• INFORMATION SUPPLIED:
•••

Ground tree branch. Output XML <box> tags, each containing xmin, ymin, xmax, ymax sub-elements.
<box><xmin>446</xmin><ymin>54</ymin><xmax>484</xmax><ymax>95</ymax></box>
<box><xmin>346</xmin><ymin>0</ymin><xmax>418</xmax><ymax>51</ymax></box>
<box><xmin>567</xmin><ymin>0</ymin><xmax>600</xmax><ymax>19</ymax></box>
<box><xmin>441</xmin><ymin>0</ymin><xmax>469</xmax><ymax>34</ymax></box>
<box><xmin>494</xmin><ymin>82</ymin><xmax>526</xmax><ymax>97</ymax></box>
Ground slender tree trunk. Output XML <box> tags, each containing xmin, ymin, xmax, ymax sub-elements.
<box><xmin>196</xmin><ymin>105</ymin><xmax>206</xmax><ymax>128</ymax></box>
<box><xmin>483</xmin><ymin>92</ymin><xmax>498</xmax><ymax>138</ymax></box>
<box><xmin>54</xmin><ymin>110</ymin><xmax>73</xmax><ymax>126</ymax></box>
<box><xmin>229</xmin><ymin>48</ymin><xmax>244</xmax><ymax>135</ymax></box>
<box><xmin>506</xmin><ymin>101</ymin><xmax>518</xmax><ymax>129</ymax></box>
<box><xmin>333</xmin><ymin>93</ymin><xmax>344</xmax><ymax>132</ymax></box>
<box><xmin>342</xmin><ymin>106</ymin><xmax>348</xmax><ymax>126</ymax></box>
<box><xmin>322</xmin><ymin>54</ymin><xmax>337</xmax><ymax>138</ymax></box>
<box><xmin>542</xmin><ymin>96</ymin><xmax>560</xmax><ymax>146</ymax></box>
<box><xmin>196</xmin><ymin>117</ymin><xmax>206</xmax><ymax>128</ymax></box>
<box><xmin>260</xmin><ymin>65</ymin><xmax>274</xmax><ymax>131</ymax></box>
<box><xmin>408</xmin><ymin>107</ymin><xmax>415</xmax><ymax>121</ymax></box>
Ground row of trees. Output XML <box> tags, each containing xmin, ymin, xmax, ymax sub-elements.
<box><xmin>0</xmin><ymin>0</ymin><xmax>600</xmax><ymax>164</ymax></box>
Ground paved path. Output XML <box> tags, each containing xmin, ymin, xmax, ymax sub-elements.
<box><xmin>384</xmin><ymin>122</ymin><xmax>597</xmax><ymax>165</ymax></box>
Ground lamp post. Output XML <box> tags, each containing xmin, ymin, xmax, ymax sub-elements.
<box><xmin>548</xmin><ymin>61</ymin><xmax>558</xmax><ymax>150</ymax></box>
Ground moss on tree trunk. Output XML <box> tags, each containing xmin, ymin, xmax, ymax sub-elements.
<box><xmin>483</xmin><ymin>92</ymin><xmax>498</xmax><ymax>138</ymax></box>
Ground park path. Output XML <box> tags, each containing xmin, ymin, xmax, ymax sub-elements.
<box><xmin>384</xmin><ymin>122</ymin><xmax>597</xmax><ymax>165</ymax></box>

•••

• THE TASK:
Please return every line of the records above that contains the word "each". Case counts.

• EXERCISE RESULT:
Ground tree branch. Output XML <box> tags, each containing xmin, ymin, xmax, ymax sub-elements.
Ground slender tree trunk. Output XML <box> tags, each containing xmin, ymin, xmax, ymax sub-elements.
Ground row of trees. Output XML <box> tags, each containing xmin, ymin, xmax, ymax sub-elements.
Ground paved path. Output XML <box> tags, each containing xmin, ymin, xmax, ymax sub-elements.
Ground lamp post. Output XML <box> tags, each containing xmin, ymin, xmax, ymax sub-elements.
Ground moss on tree trunk. Output XML <box> tags, each containing xmin, ymin, xmax, ymax sub-elements.
Ground park path. Output XML <box> tags, each containing xmin, ymin, xmax, ymax sub-elements.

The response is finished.